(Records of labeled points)
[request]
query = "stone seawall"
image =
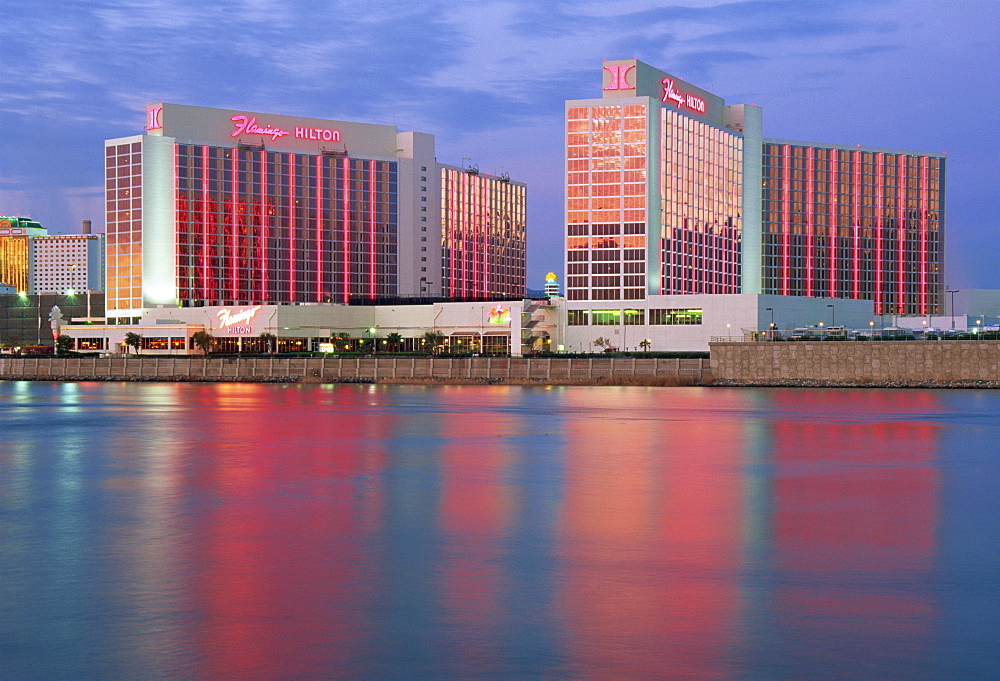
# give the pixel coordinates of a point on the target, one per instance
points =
(924, 363)
(357, 369)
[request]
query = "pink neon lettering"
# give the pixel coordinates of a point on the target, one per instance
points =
(618, 80)
(319, 134)
(153, 118)
(228, 319)
(670, 94)
(250, 127)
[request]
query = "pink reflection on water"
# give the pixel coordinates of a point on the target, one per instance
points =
(652, 537)
(475, 514)
(282, 567)
(855, 516)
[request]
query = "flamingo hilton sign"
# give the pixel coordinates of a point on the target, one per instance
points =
(239, 322)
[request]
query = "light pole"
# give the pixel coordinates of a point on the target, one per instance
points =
(952, 292)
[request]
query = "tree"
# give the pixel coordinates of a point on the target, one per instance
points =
(269, 340)
(203, 341)
(341, 339)
(434, 340)
(393, 339)
(133, 340)
(63, 344)
(603, 343)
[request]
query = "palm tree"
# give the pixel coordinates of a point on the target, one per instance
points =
(269, 340)
(393, 339)
(341, 340)
(203, 340)
(63, 344)
(602, 342)
(133, 340)
(433, 339)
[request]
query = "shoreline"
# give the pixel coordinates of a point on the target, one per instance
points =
(618, 381)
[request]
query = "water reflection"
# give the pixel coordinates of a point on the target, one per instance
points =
(228, 531)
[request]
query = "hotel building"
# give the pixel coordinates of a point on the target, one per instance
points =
(34, 262)
(671, 192)
(15, 250)
(226, 208)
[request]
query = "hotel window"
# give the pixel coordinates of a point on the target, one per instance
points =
(606, 317)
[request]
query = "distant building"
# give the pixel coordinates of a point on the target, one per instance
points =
(670, 191)
(66, 262)
(35, 262)
(214, 207)
(15, 233)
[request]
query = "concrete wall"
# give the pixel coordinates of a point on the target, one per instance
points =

- _WORK INSTRUCTIONS_
Repeat the material above verbatim. Leave the pictures behind.

- _WRITTEN RESPONSE_
[request]
query = "stone seawall"
image =
# give the pixel coordinates of a point on the target, one per instance
points =
(924, 363)
(357, 369)
[request]
query = "pink neon lettering"
# give the pixel coordinates of a point on the target, one per instance
points =
(618, 80)
(319, 134)
(153, 118)
(228, 319)
(670, 94)
(250, 127)
[request]
query = "pink reflection on water"
# give the pixel coordinates of a point on the target, one per instance
points =
(652, 537)
(475, 514)
(282, 567)
(855, 516)
[request]
query = "flamingo hilton sign"
# give the pixel coordinates of a point on the target, one per instance
points =
(239, 322)
[request]
query = "light pole"
# give the pixel coordinates of a point on the target, one per instance
points =
(952, 292)
[request]
query = "tree"
# give the pixel coordinates of a point on the target, one per instance
points =
(269, 340)
(203, 341)
(341, 339)
(434, 340)
(393, 339)
(133, 340)
(63, 344)
(603, 343)
[request]
query = "palm tree"
# give the pixel coordinates of a point on the target, one per instance
points =
(269, 340)
(393, 339)
(341, 340)
(203, 340)
(63, 344)
(602, 342)
(133, 340)
(433, 339)
[request]
query = "shoreline"
# give the pixel coordinates of a point on the target, one per instance
points =
(618, 381)
[request]
query = "water reflection"
# give the pixel coordinates of a point on the target, one per instance
points =
(228, 531)
[request]
query = "hotel building"
# give the pixel coordinates of a point on the target, one per instance
points =
(34, 262)
(671, 192)
(15, 250)
(226, 208)
[request]
query = "hotel window"
# give the pixel coordinates of a point on the target, one per instance
points =
(606, 317)
[request]
query = "distant building"
# give the pixel coordinates of a point on the target, one per instance
points =
(670, 191)
(66, 262)
(35, 262)
(214, 207)
(15, 233)
[request]
query = "concrete wall"
# give the pixel coordinates of a point on the target, one per instance
points =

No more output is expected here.